> Selected passage:
──────────

Making Business a Glamorous Affair
ABC News goes behind the glitz to see how the Cannes film market works.
CANNES, France, May 19, 2008 -- The jet set has arrived. The red carpet has been rolled out. The hotels are filled with fans and paparazzi. Film stars in ball gowns and starlets in bikinis are out day and night competing for their moment in the spotlight on the French Riviera.
It can only mean one thing: It's that time of year again -- it's the Cannes Film Festival.
But behind the glitz and glamour, the flashing bulbs, the lavish parties and the superyachts docked in the marina is a serious, hands-on business.
While the stars pose and preen on the steps of the famed Palais des Festivals, the lower ground floor of the building hosts the hustle and bustle of a vibrant film market. It's a Western version of an Asian bazaar, with thousands of stalls selling a very special product: movies.
During the festival, more than 4,000 films are bought and sold with an estimated $1.55 billion changing hands. According to Market Executive Director Jerome Paillard, "For many companies, Cannes may represent 50 percent of their yearly business."
At the market the difference between an arthouse and a mainstream movie doesn't really matter. The stalls offer big-budget films and arty movies and niche titles in genres like martial arts and anime. What matters is that the films sell well.

──────────

> Extracted data:
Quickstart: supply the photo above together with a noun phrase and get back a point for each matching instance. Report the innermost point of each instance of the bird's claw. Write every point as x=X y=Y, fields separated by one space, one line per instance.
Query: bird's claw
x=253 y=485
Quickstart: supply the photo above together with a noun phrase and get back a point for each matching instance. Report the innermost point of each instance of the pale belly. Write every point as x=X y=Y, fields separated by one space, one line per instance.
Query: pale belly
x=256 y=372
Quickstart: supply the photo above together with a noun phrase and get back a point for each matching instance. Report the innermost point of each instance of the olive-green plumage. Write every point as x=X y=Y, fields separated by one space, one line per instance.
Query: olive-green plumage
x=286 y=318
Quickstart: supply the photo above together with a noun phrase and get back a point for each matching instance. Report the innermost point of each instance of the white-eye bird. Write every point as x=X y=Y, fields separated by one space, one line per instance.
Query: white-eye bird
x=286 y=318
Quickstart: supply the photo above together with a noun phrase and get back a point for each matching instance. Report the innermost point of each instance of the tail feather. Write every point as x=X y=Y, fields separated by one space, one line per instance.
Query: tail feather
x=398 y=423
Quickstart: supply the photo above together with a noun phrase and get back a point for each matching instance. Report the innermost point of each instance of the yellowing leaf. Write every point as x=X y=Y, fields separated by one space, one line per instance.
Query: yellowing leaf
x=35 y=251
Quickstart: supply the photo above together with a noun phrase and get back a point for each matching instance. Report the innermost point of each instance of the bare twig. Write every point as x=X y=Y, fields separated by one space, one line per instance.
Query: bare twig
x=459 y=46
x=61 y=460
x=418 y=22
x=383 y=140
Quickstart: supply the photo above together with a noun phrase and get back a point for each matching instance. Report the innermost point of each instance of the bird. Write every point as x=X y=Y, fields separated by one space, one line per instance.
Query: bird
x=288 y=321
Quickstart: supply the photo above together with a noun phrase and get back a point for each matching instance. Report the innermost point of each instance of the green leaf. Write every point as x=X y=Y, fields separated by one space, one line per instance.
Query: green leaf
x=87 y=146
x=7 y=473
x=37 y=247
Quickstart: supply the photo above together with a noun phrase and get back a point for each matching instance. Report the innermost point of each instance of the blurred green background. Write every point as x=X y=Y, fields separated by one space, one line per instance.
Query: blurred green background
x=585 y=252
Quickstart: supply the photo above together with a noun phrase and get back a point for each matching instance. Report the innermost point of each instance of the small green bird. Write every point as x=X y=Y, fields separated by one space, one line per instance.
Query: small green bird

──────────

> The tasks:
1) According to the article on the Cannes film market, how much money is estimated to change hands during the festival?
2) Write the next few sentences of the article on the Cannes film market, picking up after its final sentence.
The records play no part in the work here.

> Responses for each task:
1) An estimated $1.55 billion.

2)
"The market is something completely different from the festival. Many films presented here are never going to make it at the film festival, but they still may sell very well," Independent Film and Television Alliance Executive Vice President Jonathan Wolf told ABC News .
Movies considered "independent" at the market are not necessarily more arty than the big-budget movies, as some festival-goers might assume; at the market, "independent" means only that the movie is "primarily financed from sources outside the seven U.S. major studios," said Wolf.
Therefore, "Million Dollar Baby," "Mr. and Mrs. Smith" and the "Lord of the Rings" trilogy are all considered independent, to the surprise of many festival watchers.
And yet despite being in a separate world, the market takes advantage of the festival's fame.
While the Cannes Film Festival lures thousands of people from all over the world with its glitz and glamour, many clients flock to the bustling market.
Exhibitors, distributors and producers said they are attracted by the international atmosphere they find here. Some of them close their deals in Cannes, while others get enough contacts to finalize later on during the year.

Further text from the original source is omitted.